━━ Study material

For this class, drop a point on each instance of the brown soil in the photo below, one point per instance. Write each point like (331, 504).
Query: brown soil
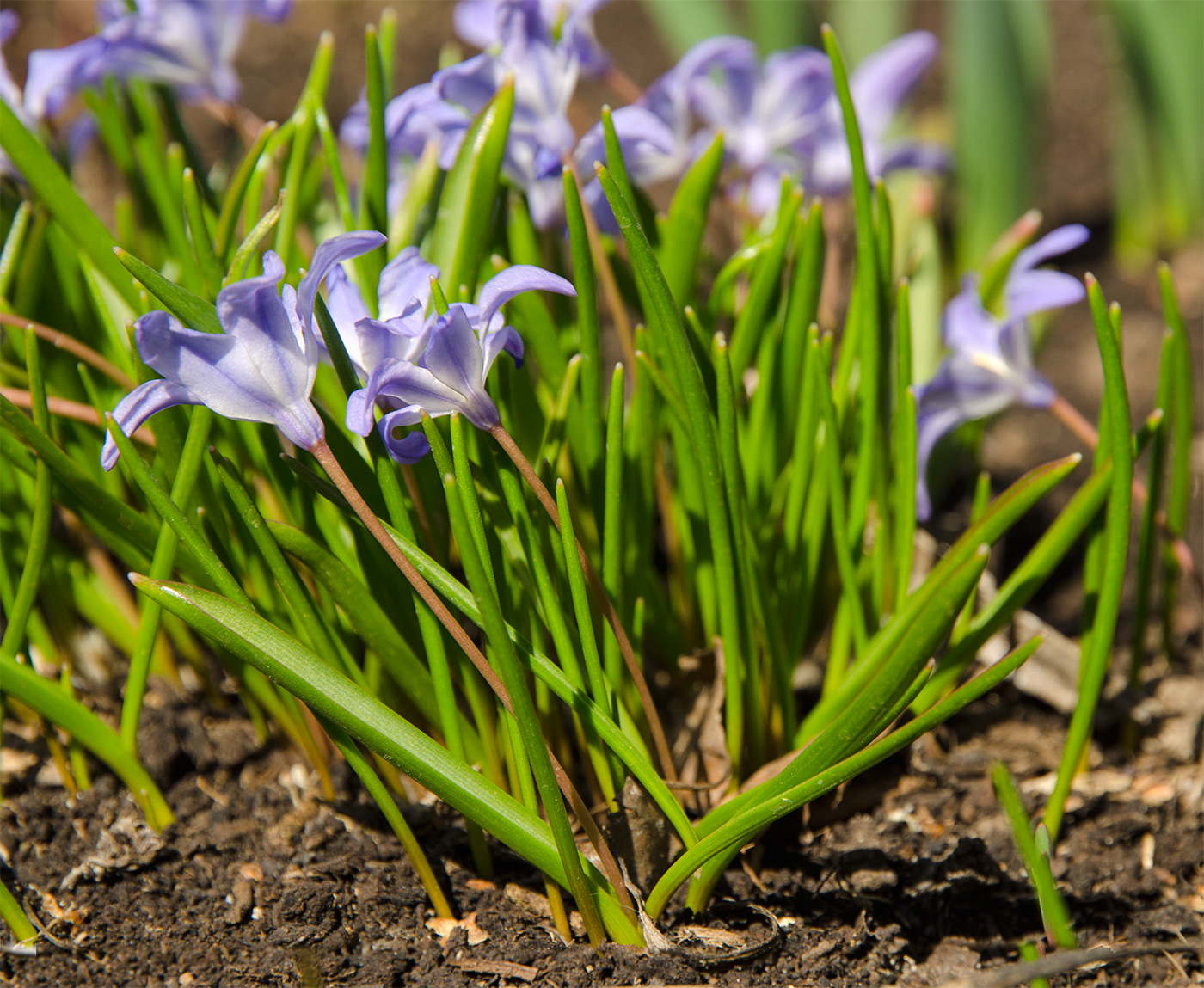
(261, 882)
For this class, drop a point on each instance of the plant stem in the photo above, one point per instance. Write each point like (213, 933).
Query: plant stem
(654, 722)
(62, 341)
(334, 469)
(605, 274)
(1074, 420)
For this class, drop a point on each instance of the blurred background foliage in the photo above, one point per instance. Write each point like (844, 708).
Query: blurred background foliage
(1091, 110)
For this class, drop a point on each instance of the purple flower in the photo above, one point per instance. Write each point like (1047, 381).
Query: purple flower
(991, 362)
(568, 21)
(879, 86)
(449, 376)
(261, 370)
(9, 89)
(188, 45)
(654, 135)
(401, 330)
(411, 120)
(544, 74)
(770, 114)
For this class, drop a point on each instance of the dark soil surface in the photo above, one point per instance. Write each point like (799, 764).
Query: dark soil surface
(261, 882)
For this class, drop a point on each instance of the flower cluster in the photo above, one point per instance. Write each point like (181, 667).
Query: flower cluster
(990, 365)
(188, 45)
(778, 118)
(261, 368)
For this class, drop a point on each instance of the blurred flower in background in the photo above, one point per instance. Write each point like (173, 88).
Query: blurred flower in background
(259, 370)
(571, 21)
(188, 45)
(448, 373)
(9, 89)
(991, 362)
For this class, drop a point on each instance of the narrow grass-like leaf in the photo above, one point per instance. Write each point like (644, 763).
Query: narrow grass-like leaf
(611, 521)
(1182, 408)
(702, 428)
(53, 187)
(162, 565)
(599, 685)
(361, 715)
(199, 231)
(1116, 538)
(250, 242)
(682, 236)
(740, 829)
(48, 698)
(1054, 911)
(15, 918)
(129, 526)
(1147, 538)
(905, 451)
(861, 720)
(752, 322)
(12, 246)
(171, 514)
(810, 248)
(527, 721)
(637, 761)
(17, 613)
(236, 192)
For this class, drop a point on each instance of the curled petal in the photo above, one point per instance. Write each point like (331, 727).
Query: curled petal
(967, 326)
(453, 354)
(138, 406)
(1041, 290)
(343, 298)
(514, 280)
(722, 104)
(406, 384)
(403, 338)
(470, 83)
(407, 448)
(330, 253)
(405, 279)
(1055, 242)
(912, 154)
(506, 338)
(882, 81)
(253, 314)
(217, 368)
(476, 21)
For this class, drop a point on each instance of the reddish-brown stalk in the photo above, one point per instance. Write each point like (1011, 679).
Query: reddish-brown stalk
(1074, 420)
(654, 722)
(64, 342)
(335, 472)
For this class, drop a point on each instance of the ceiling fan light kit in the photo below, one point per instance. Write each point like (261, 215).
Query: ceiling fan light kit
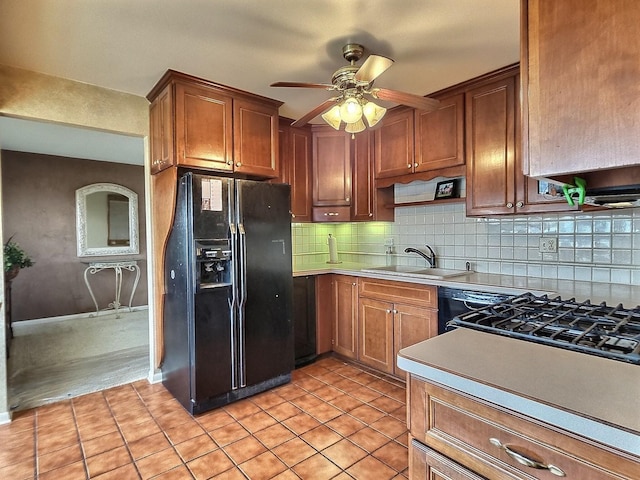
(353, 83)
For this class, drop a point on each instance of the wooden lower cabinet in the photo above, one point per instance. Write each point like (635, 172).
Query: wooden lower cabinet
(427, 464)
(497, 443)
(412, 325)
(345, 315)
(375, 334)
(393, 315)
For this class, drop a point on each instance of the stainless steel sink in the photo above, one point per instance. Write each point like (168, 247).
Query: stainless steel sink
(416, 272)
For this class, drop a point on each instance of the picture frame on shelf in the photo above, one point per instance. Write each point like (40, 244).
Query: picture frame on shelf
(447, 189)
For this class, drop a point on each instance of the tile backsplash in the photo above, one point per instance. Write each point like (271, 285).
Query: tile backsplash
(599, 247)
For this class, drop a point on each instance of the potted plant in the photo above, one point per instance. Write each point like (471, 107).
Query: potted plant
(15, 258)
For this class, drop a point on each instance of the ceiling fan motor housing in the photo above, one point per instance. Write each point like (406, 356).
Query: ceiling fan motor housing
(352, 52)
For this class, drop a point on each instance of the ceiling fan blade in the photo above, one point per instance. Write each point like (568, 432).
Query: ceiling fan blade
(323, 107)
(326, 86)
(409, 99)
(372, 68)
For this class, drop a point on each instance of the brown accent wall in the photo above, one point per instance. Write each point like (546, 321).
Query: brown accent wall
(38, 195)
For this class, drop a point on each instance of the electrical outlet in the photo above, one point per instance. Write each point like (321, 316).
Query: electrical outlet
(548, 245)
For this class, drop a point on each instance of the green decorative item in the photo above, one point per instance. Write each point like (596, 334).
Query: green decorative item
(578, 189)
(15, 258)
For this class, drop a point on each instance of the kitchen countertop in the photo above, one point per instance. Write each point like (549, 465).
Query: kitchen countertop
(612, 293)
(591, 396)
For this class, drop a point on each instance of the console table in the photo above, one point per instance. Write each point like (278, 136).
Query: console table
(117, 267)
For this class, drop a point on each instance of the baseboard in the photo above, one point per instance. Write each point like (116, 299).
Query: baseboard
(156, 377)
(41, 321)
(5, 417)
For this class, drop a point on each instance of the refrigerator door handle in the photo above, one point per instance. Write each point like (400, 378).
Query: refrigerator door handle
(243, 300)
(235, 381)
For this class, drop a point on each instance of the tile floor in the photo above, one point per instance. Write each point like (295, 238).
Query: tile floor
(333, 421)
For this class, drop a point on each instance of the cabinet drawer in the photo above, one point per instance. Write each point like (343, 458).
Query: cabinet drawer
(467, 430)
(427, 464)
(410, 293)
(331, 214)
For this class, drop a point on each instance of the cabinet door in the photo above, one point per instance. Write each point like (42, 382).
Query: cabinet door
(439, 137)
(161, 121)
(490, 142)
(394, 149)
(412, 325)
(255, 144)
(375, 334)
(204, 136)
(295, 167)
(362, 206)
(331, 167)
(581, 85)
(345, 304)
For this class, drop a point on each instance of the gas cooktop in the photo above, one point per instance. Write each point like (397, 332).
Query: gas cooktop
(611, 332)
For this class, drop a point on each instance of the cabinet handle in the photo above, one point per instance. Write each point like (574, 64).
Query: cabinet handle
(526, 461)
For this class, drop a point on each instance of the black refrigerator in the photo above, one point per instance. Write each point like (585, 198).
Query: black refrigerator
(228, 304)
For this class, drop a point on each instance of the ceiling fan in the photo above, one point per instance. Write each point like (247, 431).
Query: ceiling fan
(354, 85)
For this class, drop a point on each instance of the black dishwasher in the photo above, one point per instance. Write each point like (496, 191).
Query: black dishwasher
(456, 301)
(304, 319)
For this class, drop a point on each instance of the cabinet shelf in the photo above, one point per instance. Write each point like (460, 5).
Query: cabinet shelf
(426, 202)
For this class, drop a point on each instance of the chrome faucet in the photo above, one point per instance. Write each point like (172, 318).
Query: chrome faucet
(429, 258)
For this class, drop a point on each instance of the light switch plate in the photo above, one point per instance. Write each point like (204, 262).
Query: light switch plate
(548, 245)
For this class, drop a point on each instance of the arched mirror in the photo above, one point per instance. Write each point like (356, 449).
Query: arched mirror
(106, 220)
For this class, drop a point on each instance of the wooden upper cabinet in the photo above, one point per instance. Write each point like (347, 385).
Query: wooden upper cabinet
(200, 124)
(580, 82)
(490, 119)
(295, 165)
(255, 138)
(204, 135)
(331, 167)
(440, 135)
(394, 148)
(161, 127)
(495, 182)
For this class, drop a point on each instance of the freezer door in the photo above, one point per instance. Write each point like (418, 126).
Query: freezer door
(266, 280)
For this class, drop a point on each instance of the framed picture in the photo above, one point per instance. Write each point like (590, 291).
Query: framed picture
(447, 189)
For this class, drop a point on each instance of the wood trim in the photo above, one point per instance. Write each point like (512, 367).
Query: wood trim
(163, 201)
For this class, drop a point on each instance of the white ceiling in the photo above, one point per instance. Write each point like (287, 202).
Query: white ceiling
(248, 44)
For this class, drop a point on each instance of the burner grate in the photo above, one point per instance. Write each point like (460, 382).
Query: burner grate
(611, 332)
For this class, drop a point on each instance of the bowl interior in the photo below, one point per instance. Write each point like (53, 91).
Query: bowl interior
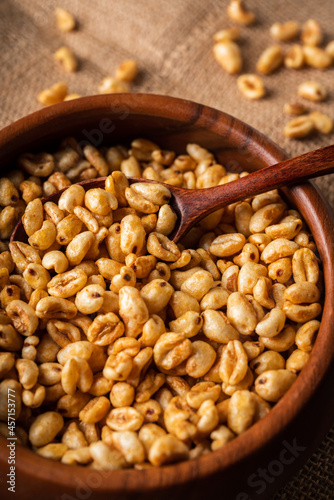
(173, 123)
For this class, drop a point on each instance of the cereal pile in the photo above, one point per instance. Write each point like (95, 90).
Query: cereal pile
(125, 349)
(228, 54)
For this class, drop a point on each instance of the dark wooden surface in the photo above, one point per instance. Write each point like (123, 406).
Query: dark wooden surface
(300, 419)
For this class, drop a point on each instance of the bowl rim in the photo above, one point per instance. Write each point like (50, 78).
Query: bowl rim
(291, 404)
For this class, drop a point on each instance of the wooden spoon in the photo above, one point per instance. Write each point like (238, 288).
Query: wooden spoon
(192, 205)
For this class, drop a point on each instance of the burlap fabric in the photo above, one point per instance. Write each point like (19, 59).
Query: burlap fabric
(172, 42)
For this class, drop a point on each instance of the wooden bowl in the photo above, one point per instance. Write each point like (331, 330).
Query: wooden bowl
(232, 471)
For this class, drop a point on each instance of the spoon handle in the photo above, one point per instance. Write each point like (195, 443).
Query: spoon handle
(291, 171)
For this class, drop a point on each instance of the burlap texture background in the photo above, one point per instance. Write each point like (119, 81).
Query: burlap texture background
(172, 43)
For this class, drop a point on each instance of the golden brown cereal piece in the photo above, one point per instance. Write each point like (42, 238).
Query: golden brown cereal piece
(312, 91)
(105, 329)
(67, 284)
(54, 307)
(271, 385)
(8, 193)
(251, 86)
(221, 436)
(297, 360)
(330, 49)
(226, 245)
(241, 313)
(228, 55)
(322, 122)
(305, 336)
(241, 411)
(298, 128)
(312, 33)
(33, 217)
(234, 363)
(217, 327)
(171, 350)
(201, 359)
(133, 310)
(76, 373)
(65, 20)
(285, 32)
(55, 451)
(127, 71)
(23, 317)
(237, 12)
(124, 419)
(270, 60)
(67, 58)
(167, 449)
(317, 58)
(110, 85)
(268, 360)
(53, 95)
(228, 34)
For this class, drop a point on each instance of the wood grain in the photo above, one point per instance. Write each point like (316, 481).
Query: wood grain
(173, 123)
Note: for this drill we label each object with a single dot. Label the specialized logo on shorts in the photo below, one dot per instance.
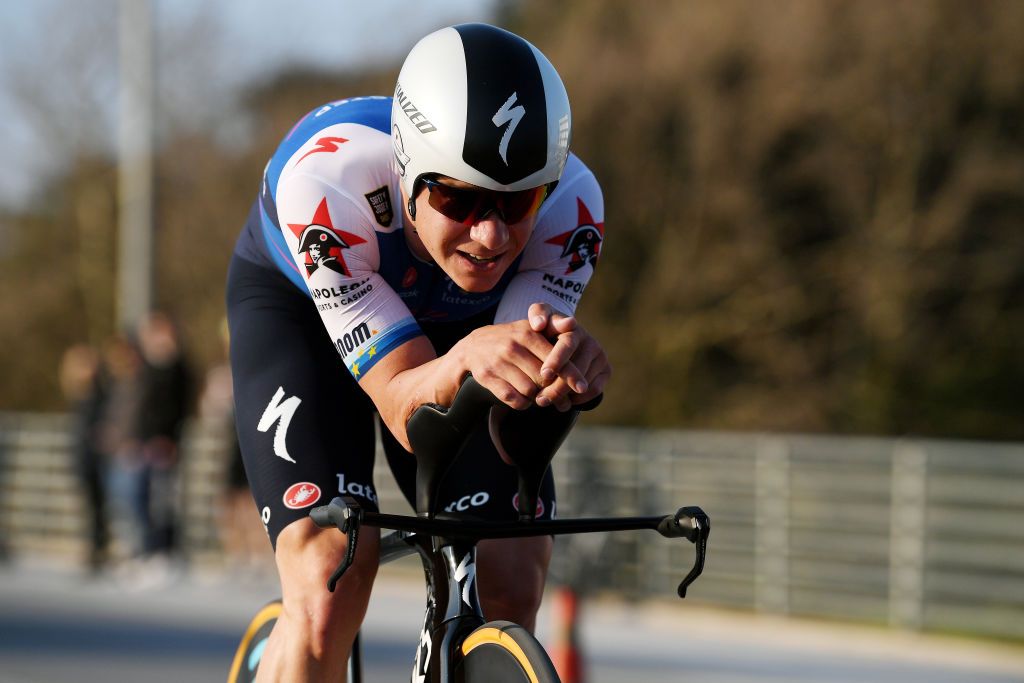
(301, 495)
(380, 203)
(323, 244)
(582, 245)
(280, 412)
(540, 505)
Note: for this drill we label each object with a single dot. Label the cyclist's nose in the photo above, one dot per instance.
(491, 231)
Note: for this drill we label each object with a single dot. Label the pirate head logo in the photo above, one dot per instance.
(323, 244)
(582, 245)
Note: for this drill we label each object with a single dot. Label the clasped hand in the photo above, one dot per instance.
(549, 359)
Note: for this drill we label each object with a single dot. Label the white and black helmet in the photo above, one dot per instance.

━━━━

= To do =
In the entries above, find the line holding "Query: chrome faucet" and the line holding "like (347, 385).", then retype exactly those two lines and every line between them, and nothing else.

= Response box =
Query: chrome faucet
(429, 258)
For this class, drop a point on each instance of the light switch plate in the photo above, one point per instance. Write each point like (204, 262).
Query: light switch plate
(548, 245)
For this class, drop a point on each instance of the arched mirror in the photo above, one point per instance. Write each point like (356, 449).
Query: arched mirror
(106, 220)
For this class, drop a point on each instance of the wooden upper cabinet in the photo above, one point per instance. Write each point like (347, 385).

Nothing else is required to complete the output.